-- Data section --

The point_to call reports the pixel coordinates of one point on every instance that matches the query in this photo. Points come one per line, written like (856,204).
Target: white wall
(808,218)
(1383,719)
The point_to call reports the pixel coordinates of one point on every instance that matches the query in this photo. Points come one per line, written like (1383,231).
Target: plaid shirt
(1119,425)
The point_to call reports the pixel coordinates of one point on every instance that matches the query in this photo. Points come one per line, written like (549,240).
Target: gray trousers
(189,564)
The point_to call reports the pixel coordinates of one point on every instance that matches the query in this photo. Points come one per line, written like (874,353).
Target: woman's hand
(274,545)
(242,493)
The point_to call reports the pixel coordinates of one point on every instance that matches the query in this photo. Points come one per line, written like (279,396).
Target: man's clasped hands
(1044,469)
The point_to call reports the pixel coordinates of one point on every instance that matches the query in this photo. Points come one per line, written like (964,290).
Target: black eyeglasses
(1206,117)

---

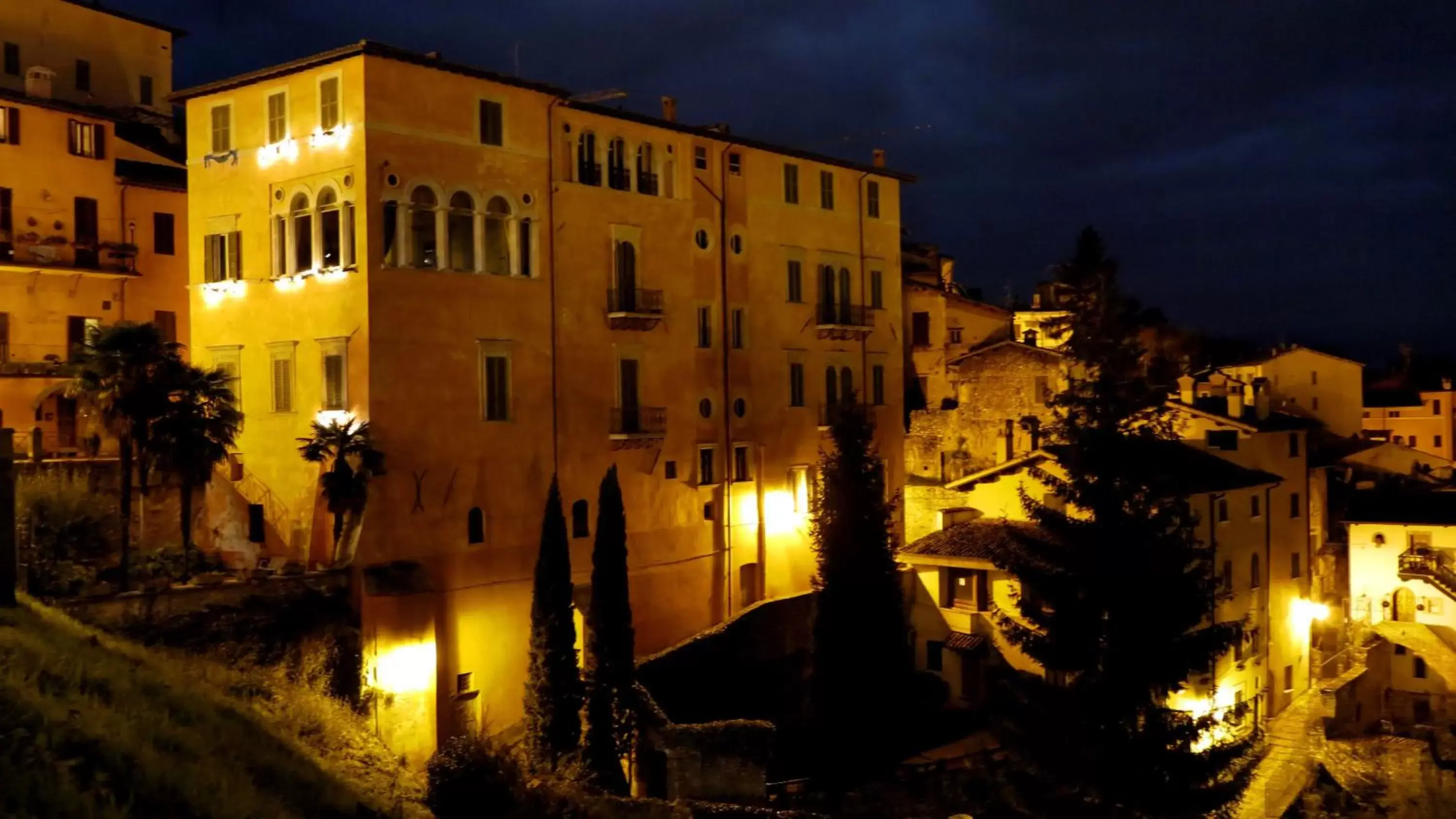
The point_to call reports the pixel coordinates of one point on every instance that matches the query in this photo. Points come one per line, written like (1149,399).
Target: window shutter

---

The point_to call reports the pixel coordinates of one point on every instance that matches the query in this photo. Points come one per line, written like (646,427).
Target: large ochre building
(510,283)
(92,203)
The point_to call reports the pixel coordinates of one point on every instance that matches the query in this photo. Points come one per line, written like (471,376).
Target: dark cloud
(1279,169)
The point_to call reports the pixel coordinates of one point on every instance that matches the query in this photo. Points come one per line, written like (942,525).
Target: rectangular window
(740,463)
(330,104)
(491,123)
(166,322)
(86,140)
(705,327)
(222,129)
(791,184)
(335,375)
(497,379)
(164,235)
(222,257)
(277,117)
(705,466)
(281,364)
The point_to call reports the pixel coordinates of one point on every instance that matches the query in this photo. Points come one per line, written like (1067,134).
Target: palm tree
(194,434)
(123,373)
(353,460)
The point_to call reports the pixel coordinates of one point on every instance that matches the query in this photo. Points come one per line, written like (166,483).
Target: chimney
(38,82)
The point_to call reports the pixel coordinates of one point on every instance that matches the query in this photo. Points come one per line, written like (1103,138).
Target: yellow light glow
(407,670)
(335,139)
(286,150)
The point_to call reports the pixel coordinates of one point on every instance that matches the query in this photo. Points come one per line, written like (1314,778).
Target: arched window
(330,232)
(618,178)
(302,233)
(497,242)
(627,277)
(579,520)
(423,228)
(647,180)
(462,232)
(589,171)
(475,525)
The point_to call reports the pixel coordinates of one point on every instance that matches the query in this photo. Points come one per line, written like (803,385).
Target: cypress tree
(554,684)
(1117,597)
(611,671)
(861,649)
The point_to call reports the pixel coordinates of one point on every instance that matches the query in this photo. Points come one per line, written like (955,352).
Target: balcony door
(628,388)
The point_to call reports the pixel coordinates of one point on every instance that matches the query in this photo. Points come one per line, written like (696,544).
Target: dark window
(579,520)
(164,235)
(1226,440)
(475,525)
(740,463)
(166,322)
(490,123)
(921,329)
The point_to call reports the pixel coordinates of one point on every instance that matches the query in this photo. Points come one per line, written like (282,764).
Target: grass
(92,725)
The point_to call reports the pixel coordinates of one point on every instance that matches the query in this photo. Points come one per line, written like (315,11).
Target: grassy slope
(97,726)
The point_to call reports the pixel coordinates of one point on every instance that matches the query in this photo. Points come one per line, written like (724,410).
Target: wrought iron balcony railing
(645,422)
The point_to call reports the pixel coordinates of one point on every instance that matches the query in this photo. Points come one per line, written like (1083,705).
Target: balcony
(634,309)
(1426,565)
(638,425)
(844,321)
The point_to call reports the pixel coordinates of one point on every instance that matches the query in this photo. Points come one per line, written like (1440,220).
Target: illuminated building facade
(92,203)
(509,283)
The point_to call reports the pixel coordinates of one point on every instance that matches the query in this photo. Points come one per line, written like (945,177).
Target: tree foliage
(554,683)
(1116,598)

-- Exercise aim --
Collect every line of the records above that contains the string "balcony", matching case exactly.

-- Worked solution --
Target: balcony door
Target: wrought iron balcony railing
Target: balcony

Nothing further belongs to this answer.